- What the exercise asks:
Transcribe every line of the listing below without any deviation.

[Pointing and labeling entries]
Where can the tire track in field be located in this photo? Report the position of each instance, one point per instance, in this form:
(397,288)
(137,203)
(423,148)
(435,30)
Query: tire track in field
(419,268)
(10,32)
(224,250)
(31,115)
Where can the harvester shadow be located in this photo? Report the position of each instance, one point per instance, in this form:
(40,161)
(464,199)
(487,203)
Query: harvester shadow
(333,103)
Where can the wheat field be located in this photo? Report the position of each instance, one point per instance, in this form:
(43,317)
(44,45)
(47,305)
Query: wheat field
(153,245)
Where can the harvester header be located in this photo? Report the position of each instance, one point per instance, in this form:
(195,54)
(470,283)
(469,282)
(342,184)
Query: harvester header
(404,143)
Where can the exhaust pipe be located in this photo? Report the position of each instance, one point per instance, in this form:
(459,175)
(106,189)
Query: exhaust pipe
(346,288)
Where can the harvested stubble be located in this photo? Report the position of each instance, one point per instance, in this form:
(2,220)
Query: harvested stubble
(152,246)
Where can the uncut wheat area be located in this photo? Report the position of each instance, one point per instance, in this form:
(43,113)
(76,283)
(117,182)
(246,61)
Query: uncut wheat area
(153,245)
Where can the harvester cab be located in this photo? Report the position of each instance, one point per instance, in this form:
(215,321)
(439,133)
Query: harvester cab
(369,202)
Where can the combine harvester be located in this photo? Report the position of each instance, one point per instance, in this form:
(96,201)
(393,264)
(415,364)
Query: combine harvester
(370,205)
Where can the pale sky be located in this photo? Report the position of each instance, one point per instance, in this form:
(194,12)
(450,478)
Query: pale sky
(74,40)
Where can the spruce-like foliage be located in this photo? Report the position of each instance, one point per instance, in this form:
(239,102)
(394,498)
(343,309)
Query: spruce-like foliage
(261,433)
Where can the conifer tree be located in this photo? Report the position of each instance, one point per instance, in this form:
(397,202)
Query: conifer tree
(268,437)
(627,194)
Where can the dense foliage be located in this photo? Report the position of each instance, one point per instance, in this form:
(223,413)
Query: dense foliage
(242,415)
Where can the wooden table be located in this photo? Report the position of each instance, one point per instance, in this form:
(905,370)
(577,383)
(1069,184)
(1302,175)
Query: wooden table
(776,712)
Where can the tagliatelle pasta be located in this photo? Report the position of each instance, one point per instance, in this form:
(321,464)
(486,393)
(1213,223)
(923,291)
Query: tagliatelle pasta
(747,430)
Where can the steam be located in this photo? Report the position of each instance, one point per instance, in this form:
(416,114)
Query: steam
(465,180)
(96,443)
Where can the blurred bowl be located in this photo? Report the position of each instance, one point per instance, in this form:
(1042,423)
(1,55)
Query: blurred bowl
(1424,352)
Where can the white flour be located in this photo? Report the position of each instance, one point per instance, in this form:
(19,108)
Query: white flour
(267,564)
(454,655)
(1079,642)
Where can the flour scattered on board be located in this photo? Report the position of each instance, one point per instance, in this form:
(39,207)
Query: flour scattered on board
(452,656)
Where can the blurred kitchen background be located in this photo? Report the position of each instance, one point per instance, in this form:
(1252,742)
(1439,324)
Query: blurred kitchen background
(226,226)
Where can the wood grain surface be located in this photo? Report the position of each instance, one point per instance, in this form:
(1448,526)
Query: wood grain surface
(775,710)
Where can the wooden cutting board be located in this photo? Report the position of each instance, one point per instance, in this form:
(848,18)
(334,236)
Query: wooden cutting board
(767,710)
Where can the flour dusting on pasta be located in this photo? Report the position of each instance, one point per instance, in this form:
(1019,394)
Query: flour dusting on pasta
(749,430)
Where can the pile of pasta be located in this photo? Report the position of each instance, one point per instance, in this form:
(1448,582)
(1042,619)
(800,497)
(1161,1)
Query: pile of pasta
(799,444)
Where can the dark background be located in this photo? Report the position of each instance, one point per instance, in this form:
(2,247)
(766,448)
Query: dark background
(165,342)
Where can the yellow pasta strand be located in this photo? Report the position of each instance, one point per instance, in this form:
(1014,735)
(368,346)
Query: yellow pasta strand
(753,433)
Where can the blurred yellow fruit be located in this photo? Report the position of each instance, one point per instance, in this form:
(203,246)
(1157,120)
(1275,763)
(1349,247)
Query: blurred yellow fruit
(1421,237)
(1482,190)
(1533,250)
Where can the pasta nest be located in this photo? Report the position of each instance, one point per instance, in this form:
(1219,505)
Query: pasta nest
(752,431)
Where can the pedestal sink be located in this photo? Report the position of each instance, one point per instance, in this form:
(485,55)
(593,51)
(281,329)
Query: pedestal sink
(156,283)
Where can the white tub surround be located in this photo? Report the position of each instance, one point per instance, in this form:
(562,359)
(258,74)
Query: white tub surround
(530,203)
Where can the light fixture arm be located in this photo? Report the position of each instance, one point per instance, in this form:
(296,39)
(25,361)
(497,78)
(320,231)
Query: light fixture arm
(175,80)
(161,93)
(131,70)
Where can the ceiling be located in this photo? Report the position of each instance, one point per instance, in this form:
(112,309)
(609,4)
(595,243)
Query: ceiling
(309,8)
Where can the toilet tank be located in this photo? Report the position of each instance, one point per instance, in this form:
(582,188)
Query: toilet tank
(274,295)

- Worked solution:
Where can the tire track in field be located in this photo? Report the position of each instance, one point per instance, in this form:
(397,288)
(137,203)
(423,148)
(435,30)
Query: tire track in field
(419,268)
(10,32)
(224,250)
(31,115)
Where can the harvester shadow be located in this photo? Report the position of each instance, one point per instance, in this form:
(40,161)
(464,199)
(487,203)
Query: harvester shadow
(333,103)
Where can the wheat field be located in this photo? Report the position of each instance, one point per instance, in this form:
(43,317)
(44,45)
(47,305)
Query: wheat field
(153,245)
Where can the harvester header be located in this photo? Report the position of each instance, one point per instance, in this form:
(195,54)
(470,283)
(469,282)
(342,184)
Query: harvester header
(404,143)
Where can the exhaust pipe be located in this photo? Report the position of each instance, one point per instance, in this form:
(459,175)
(106,189)
Query: exhaust pipe
(346,288)
Where can the harvested stubble be located in this photo? Report the position of each instance, one point per instance, in this form:
(2,220)
Query: harvested stubble
(152,246)
Where can the uncut wheat area be located in this photo? Report the position of each instance, one point per instance, in this form:
(43,113)
(76,283)
(117,182)
(246,61)
Query: uncut wheat area
(153,245)
Where can the harvester cab be located in this photo? Report the position of each instance, one point per instance, in this form:
(215,321)
(439,133)
Query: harvester cab
(369,202)
Where can the combine harvester be located in this photo? Report the position of each instance, one point per instance, in this form:
(96,201)
(393,264)
(415,364)
Query: combine harvester
(370,205)
Where can the pale sky be located in this photo? Report the position of each instance, one point per instance, in this form:
(194,12)
(450,478)
Query: pale sky
(74,40)
Where can the spruce-like foliage be located in this photo? Report the position of each instance, one point per instance, in this form:
(239,102)
(394,498)
(343,309)
Query: spruce-like foliage
(261,433)
Where can the conifer tree be located in this photo? Report the position of each instance, one point per instance, in this form:
(397,202)
Query: conifer tree
(268,437)
(627,194)
Where can the dense foliage be located in this photo? Report the position of each instance, one point per instance, in this form:
(223,413)
Query: dense foliage
(242,415)
Where can the wooden table be located in this photo? Report the position of each instance, one point per instance, in this form:
(905,370)
(577,383)
(1069,184)
(1302,175)
Query: wooden table
(776,712)
Where can the tagliatelle pasta be located in this photo? Report the position of each instance, one point per instance, in this form:
(321,464)
(486,393)
(1213,223)
(923,291)
Query: tagliatelle pasta
(747,430)
Where can the steam be located in this photo? Report the position of each instance, one point per instance, in this form:
(416,114)
Query: steam
(465,180)
(96,443)
Where can the blurred bowl be located in this photo? Report the position of each instance, one point per instance, in this form:
(1042,423)
(1,55)
Query: blurred bowl
(1424,352)
Where can the white flour be located in this photo? Report the position of each instance, one point per instance, in this form:
(19,108)
Query: white flour
(267,564)
(454,655)
(1079,642)
Where can the flour scattered on board be located in this photo? Report the position of each instance, one point per instance, in this form:
(39,207)
Query: flour scattered on board
(452,656)
Where can the blurred kitchen background be located in this photo? Report the position of each instance, one point per instance, in this form:
(1252,742)
(1439,324)
Query: blurred kitchen background
(226,226)
Where can the wood grain surface be located in this photo? Report the position of each instance, one point per instance, in this form:
(1448,526)
Query: wood grain surface
(775,710)
Where can the wooden cutting board be located in this photo? Report the position of each instance, one point per instance, in this form:
(848,18)
(334,236)
Query: wooden cutting board
(767,710)
Where can the flour dusting on pasta be located in this photo? Report the position of each instance, one point per instance, in this form:
(1019,394)
Query: flour dusting on pasta
(749,430)
Where can the pile of pasta be located in this photo? Report the position of each instance, one point per instance, in this form:
(1448,582)
(1042,619)
(800,497)
(1161,1)
Query: pile of pasta
(799,444)
Where can the dark background be located in this photo? Report the position of each instance, one point per instance, in this form:
(2,247)
(766,448)
Query: dark background
(165,342)
Where can the yellow pasta strand be located in this photo? Report the position of each instance, one point per instance, in this form:
(1014,735)
(368,346)
Query: yellow pasta strand
(753,433)
Where can the blurred yellow fruit be located in this photo? Report the position of each instance, one point per instance, in this form:
(203,246)
(1157,120)
(1275,763)
(1349,247)
Query: blurred yellow fruit
(1421,237)
(1482,190)
(1533,250)
Where can the pasta nest be located in this photo? Report the position of each instance, one point per instance, in this form:
(1219,505)
Query: pasta nest
(752,431)
Where can the pedestal sink be located in this photo? Report the position of each instance, one point per instance, in this form:
(485,55)
(593,51)
(281,329)
Query: pedestal sink
(156,283)
Where can the white tub surround be located in this photo? Report the position of each instance, one point per instance, in this form:
(562,359)
(258,74)
Query: white tub surround
(530,203)
Where can the light fixture arm be located in this photo? Report the position of each instance, one point per instance, in this form:
(296,39)
(25,361)
(497,78)
(320,231)
Query: light fixture arm
(175,80)
(161,93)
(131,70)
Where can the ceiling be located in this photo? Report the position of each instance, one point per instance, in this form:
(112,309)
(609,4)
(595,243)
Query: ceiling
(309,8)
Where can the toilet tank be located in this photo? Report the position of each instance, one point per instance, in this form:
(582,188)
Query: toilet tank
(274,295)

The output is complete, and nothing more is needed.